Excerpted data
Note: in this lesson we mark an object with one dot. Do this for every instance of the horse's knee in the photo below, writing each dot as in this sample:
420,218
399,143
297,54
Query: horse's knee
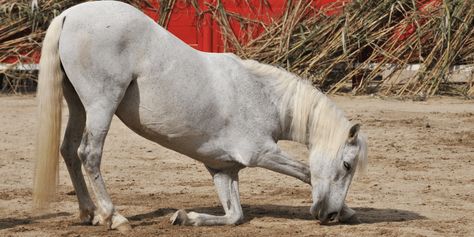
89,157
235,219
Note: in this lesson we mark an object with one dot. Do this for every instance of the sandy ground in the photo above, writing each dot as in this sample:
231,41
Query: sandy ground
420,180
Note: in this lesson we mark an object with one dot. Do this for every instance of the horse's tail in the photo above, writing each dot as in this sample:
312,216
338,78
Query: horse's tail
50,94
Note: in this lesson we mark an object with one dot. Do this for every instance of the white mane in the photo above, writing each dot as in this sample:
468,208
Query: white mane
306,113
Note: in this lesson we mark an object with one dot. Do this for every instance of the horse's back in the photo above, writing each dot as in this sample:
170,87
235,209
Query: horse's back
203,105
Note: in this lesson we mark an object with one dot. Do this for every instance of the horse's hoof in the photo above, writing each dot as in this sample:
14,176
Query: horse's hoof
180,217
352,220
97,220
86,216
124,228
120,223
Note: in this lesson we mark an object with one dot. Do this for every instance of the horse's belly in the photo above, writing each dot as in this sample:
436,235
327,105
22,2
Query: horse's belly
154,118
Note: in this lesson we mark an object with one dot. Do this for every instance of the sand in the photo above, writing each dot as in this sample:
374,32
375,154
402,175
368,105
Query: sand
420,179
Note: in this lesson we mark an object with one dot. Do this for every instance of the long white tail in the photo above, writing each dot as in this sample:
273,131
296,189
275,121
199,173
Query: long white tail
50,94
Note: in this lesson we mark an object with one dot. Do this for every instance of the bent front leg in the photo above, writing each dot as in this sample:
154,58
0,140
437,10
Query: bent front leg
282,163
227,185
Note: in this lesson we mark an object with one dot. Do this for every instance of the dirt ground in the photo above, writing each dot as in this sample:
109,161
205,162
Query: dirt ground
420,180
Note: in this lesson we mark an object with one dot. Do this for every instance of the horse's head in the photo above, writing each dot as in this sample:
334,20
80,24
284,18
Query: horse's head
331,178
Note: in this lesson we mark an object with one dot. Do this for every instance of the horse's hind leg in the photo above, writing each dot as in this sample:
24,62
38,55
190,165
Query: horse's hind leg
227,185
99,117
71,141
100,103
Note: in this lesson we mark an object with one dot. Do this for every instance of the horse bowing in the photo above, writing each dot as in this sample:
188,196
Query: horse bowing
109,58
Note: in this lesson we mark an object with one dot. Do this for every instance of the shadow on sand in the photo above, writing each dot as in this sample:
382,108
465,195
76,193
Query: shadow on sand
6,223
366,215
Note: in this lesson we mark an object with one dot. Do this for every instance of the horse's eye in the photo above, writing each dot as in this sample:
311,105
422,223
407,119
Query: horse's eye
347,165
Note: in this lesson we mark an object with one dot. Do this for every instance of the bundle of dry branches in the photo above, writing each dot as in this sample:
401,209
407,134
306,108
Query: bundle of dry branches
370,39
369,43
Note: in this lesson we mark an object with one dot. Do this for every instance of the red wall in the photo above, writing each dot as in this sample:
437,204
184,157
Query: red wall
203,32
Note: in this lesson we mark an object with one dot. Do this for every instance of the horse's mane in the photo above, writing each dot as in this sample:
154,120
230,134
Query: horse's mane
313,118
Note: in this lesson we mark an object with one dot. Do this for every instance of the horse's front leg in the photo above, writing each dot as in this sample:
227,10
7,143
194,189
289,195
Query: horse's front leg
227,185
281,163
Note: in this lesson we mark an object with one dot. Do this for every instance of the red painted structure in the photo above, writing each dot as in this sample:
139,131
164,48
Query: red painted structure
202,32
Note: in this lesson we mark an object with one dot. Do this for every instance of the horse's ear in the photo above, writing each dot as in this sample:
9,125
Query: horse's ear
353,132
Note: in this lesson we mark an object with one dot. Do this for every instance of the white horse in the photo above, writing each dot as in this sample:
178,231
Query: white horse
109,58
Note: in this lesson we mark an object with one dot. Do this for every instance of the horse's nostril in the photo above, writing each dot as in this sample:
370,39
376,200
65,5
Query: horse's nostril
332,216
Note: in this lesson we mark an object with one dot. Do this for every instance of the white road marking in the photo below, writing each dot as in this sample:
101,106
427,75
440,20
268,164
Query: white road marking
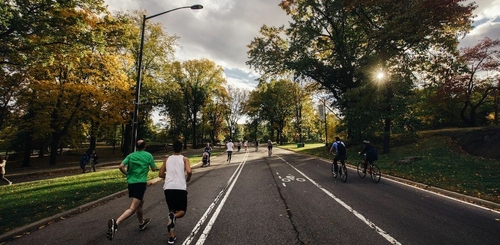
356,213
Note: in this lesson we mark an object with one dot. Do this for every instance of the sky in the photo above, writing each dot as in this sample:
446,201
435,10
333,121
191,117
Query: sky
222,30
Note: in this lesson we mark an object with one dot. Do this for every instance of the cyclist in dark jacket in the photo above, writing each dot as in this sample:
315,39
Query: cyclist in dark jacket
371,154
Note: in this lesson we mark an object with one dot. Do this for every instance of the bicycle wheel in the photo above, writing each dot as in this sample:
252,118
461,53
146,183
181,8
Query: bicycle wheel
360,170
375,173
343,173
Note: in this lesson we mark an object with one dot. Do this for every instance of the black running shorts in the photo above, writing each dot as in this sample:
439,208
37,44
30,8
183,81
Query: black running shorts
176,199
137,190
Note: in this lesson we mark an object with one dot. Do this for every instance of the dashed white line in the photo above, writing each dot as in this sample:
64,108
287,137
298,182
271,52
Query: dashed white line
356,213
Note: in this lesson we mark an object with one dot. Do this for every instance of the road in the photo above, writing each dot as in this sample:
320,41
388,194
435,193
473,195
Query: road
287,198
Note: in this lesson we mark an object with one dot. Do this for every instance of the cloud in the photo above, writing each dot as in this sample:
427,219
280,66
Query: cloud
220,31
486,23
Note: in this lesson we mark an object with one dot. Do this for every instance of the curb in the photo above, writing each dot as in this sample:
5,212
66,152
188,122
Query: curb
462,197
61,216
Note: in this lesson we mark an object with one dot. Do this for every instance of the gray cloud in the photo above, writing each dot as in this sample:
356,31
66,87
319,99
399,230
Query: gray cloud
223,29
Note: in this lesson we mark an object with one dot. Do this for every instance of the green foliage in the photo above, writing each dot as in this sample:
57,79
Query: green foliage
441,164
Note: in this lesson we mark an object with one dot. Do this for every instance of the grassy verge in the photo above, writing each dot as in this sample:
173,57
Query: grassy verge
25,203
440,163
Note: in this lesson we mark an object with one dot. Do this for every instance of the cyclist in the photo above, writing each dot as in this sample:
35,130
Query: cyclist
269,147
340,154
229,150
371,154
206,155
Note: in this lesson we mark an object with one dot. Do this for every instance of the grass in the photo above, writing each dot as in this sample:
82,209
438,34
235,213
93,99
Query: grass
441,164
28,202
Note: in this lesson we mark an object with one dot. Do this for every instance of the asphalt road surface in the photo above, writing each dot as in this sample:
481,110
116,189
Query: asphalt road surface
287,198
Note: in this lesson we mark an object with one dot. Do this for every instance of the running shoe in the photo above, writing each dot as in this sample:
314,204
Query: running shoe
171,220
144,223
171,240
112,228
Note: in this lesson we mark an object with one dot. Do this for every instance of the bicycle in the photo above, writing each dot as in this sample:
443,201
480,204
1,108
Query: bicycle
342,171
371,168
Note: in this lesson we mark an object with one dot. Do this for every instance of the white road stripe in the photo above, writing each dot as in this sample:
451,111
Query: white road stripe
226,191
356,213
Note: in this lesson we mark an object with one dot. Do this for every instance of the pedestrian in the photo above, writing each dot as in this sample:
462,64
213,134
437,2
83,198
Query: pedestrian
94,157
229,150
136,167
269,147
176,170
340,154
3,163
84,160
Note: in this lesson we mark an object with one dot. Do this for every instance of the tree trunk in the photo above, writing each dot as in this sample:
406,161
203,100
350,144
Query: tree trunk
53,148
387,135
27,151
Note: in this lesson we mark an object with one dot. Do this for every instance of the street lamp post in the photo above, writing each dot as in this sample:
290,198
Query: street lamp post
135,122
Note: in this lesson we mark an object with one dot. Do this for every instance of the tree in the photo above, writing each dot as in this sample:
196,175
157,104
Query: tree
337,43
271,102
237,98
475,81
197,81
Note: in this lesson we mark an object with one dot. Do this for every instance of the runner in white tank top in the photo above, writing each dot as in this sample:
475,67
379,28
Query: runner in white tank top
175,177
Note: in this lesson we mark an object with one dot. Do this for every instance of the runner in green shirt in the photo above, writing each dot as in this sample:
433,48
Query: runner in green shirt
136,167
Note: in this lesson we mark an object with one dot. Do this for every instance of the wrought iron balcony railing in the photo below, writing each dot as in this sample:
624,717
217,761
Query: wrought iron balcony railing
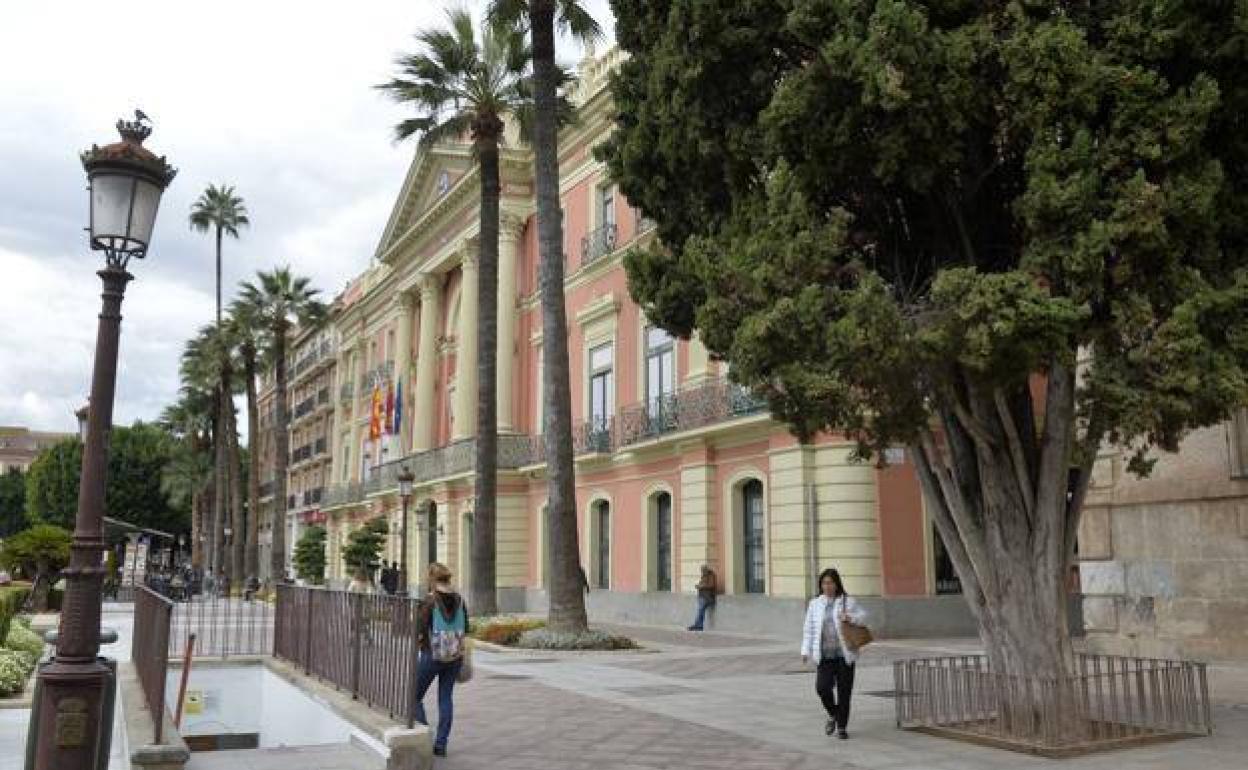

Exercise brief
Take the lines from the one that contains "green shirt in" down to the last line of the listing above, both included, and set them down exactly, leaving out pictures.

Reply to the task
Note: in this lesson we mark an object with one dot. Do this for every instance of the runner in green shirt in the photo above, writing each dot as in this sample:
433,48
Query: runner in green shirt
136,167
Note: in this lesson we mark an object with one dot. Do this for every instance of the wrought iron balcony railing in the photo below, writing each dot as in this sample:
624,717
217,761
Query: wrought iron balcony railing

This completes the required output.